Scarily enough, even when firefighters do receive physicals, there’s no guarantee that testicular cancer or any other form of cancer is going to be detected before it spreads unless advanced detection equipment is used. “A good friend of mine who is an assistant chief in the Alexandria, Virginia Fire Department had an annual firefighter physical, but because the physical wasn’t centered on finding cancer, they missed the fact that he had stage-three testicular cancer,” Leduc laments.
The Prevention
In fairness, Bryan Frieders, the president of the Firefighter Cancer Support Network (FCSN), says some cultural changes have been made since the first definitive report of accelerated cancer rates amongst firefighters. “In the past, before we highlighted it, most firefighters looked at cancer as an old person’s disease,” he tells me. “Well, when I have a 32-year-old father of four who has stage-four testicular cancer as a result of his occupation, people pay attention to that, and when organizations have members that are dying of cancer on a regular basis, they tend to pay more attention in general.”
For their part, among other things, the FCSN provides a peer-support network that pairs newly diagnosed firefighters with cancer survivors from within the fire service who can help walk them through the expectations and complications that routinely accompany a cancer diagnosis, along with an education program that empowers firefighters to become safety advocates within their own departments.

◆ Task instructions ◆
Set down the part of the passage on firefighter cancer from "For their part, among" to "their own departments.", word for word. The data after this passage is separate material with no connection to it.

◆ Dataset entries ◆
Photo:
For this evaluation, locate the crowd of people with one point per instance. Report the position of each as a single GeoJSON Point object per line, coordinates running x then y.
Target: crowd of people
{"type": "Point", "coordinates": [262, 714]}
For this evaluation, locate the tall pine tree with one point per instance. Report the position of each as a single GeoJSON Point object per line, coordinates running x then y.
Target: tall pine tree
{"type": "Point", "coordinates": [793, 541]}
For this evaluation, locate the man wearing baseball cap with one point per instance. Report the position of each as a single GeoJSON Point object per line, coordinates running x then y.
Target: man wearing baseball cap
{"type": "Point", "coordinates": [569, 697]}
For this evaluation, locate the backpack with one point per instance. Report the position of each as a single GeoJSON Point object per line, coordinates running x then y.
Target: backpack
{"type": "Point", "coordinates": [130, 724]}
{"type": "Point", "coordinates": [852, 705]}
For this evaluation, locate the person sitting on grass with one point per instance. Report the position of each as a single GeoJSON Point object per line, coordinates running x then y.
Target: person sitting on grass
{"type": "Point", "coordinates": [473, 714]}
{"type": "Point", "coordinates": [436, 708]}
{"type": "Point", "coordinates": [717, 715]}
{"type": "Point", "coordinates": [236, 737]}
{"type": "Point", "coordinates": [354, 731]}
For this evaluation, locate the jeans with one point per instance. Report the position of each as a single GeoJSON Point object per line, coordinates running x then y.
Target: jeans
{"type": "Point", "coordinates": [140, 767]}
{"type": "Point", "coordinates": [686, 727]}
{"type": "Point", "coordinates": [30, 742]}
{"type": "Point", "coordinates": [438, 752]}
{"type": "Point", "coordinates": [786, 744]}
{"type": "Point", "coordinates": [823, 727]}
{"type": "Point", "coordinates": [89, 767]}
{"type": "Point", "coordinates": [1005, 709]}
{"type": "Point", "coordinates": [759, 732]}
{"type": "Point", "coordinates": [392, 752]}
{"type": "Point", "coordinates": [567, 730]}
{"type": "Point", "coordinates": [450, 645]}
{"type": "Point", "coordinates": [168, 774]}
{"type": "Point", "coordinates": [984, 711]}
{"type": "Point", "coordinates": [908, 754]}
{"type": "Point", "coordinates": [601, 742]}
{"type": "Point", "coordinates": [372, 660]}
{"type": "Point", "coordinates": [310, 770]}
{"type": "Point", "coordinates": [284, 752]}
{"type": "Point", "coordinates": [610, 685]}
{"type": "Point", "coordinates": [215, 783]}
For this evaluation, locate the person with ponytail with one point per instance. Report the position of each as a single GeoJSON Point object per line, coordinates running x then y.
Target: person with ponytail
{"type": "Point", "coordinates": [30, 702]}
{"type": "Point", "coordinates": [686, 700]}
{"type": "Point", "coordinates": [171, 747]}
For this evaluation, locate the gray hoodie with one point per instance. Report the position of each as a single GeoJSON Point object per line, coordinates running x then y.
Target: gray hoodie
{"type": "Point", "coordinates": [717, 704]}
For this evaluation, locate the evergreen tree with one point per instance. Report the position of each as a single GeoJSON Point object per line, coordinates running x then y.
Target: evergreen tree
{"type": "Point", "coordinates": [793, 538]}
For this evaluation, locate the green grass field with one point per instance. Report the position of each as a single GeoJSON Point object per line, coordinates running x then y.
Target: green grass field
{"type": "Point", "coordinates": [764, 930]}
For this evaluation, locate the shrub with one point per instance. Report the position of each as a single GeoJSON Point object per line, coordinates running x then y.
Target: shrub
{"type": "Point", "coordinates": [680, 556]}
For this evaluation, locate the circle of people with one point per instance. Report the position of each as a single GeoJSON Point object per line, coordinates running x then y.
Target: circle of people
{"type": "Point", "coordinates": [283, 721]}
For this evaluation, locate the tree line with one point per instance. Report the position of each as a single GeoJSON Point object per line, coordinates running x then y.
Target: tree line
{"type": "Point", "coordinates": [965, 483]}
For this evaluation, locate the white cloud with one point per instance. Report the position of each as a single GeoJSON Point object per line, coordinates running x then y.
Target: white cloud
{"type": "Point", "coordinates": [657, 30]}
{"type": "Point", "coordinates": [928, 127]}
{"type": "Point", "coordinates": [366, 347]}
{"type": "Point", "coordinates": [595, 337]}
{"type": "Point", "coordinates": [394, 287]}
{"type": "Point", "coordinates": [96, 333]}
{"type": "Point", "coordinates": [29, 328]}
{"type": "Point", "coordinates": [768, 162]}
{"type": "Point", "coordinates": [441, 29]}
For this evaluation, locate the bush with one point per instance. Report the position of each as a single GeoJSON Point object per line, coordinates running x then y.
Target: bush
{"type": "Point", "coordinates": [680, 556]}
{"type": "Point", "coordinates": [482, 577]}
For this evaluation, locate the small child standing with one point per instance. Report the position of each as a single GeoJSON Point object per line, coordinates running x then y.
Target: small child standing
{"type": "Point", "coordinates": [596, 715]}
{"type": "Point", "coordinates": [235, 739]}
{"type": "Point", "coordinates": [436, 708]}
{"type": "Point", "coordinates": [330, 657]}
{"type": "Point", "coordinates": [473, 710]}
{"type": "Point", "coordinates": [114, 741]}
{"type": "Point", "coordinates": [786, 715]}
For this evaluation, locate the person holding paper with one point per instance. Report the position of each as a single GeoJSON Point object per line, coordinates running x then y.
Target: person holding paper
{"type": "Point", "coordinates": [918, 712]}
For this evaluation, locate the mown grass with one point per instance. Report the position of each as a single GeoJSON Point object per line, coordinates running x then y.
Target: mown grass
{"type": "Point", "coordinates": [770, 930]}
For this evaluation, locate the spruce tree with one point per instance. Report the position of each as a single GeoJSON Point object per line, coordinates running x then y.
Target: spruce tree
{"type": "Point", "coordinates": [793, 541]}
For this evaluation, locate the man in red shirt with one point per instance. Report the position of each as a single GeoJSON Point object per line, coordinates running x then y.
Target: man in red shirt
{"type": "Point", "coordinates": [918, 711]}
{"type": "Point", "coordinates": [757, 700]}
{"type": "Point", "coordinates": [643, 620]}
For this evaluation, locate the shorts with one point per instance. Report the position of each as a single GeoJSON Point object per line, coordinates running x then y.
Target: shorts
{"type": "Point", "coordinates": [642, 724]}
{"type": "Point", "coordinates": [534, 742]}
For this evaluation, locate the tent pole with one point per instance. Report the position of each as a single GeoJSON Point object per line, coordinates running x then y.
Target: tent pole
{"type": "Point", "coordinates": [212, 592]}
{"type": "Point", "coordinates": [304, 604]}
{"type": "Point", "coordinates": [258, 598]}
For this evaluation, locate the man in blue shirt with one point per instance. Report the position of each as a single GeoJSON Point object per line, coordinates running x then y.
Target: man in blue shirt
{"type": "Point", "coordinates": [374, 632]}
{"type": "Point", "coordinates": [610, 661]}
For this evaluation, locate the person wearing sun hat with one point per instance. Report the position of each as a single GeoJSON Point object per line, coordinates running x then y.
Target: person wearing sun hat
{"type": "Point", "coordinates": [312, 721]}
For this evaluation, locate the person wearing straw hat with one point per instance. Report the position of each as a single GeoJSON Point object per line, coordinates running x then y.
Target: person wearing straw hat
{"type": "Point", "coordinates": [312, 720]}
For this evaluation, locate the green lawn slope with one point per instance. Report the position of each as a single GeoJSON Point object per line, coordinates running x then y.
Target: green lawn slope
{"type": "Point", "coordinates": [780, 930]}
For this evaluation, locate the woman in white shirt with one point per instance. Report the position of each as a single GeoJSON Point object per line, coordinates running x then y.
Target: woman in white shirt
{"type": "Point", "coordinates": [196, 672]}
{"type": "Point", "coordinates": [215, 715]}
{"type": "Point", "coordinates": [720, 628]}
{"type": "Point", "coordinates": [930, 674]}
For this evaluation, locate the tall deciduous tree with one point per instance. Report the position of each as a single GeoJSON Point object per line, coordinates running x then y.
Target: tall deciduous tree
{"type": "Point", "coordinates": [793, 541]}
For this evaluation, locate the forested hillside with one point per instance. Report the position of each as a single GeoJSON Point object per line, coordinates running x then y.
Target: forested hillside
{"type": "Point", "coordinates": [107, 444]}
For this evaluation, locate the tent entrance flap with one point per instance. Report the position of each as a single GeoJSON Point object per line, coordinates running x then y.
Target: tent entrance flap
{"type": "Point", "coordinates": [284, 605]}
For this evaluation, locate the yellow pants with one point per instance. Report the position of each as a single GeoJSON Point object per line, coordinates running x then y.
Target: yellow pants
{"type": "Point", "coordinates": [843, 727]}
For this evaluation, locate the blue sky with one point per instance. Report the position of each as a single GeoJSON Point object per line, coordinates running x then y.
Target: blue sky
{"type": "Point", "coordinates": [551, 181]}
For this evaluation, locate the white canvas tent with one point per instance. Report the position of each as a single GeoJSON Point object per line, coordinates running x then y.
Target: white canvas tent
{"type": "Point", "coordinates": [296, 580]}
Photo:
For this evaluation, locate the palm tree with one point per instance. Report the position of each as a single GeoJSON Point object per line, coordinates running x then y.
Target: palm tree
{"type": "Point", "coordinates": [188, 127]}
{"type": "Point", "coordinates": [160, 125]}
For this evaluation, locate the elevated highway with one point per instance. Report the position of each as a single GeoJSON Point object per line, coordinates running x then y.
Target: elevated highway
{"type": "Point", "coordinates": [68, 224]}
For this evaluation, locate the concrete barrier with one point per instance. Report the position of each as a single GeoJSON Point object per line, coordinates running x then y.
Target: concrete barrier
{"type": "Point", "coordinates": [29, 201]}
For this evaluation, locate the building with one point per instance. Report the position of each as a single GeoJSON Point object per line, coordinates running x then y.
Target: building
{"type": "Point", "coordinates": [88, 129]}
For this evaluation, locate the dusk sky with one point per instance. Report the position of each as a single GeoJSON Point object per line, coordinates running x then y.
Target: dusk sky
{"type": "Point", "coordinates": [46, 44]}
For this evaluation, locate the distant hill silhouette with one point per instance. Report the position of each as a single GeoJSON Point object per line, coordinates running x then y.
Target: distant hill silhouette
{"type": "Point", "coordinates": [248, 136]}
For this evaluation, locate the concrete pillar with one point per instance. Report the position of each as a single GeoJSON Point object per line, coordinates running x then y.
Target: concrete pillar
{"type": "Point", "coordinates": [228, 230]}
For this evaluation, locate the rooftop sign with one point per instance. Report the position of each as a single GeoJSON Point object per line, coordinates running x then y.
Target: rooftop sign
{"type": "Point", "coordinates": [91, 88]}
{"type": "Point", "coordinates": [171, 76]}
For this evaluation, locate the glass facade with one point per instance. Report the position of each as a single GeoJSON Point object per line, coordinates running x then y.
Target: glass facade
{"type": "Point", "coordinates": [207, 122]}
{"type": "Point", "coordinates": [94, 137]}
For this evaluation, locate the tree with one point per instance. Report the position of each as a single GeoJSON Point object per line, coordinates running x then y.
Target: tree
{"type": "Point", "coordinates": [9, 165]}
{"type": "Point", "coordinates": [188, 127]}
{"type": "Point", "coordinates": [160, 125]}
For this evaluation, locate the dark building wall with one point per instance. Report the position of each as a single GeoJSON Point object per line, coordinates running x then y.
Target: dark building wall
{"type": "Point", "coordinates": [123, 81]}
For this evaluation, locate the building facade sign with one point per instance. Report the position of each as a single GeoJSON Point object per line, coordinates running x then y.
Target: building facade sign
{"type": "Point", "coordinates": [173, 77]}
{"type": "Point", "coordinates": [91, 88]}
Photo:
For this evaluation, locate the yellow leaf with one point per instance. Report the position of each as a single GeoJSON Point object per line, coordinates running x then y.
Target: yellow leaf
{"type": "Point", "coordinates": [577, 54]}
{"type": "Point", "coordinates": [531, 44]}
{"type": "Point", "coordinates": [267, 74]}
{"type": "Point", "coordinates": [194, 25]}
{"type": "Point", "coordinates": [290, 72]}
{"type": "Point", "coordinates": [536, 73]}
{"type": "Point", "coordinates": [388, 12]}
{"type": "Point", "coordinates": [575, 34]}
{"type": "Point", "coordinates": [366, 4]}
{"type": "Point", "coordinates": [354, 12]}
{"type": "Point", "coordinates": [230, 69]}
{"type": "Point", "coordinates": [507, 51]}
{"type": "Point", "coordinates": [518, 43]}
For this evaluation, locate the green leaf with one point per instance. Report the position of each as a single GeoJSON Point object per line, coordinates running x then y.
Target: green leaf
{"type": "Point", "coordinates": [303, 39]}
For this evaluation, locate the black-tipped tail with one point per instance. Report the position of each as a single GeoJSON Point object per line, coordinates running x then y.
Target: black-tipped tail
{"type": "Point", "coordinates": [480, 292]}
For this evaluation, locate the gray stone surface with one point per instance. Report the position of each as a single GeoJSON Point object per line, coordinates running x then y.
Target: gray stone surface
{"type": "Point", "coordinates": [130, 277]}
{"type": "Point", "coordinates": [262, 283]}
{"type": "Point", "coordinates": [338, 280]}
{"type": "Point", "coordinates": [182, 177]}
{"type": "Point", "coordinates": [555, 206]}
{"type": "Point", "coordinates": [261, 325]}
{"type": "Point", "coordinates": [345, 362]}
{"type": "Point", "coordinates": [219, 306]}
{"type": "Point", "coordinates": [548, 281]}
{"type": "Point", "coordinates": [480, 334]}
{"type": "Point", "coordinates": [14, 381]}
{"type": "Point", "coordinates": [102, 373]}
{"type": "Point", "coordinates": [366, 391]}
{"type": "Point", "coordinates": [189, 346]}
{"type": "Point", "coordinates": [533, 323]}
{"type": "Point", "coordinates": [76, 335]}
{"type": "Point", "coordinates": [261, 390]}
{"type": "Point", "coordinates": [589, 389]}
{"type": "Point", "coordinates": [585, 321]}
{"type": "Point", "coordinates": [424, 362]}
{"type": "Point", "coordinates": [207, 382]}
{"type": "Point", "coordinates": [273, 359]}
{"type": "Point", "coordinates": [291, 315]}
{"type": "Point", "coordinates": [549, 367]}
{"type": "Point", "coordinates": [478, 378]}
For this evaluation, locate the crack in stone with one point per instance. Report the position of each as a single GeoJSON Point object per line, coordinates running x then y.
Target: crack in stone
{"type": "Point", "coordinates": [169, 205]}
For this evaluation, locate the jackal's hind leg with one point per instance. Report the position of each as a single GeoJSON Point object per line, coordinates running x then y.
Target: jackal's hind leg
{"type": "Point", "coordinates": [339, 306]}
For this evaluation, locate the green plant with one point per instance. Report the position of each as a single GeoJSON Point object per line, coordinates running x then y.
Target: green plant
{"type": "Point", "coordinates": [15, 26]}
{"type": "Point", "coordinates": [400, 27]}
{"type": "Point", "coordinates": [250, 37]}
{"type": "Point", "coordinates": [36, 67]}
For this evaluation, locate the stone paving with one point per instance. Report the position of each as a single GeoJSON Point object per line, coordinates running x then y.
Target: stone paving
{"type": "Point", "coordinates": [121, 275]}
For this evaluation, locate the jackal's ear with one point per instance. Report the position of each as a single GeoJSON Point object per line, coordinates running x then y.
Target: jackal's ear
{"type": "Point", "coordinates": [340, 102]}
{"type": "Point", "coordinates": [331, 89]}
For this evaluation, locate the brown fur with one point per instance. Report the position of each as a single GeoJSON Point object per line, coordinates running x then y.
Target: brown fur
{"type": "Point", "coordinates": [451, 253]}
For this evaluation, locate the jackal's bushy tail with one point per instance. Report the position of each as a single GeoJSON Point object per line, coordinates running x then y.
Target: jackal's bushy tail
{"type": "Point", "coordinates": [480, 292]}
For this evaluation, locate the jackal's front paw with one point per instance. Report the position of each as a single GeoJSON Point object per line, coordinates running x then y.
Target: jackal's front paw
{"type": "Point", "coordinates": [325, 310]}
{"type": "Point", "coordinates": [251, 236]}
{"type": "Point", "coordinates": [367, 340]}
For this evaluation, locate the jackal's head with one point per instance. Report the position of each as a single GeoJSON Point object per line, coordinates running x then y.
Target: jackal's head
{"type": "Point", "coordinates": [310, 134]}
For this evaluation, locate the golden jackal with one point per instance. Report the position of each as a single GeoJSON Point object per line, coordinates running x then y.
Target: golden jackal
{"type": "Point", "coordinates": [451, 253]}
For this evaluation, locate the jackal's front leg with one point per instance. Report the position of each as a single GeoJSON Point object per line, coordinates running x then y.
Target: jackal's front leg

◆ Task response ◆
For their part, among other things, the FCSN provides a peer-support network that pairs newly diagnosed firefighters with cancer survivors from within the fire service who can help walk them through the expectations and complications that routinely accompany a cancer diagnosis, along with an education program that empowers firefighters to become safety advocates within their own departments.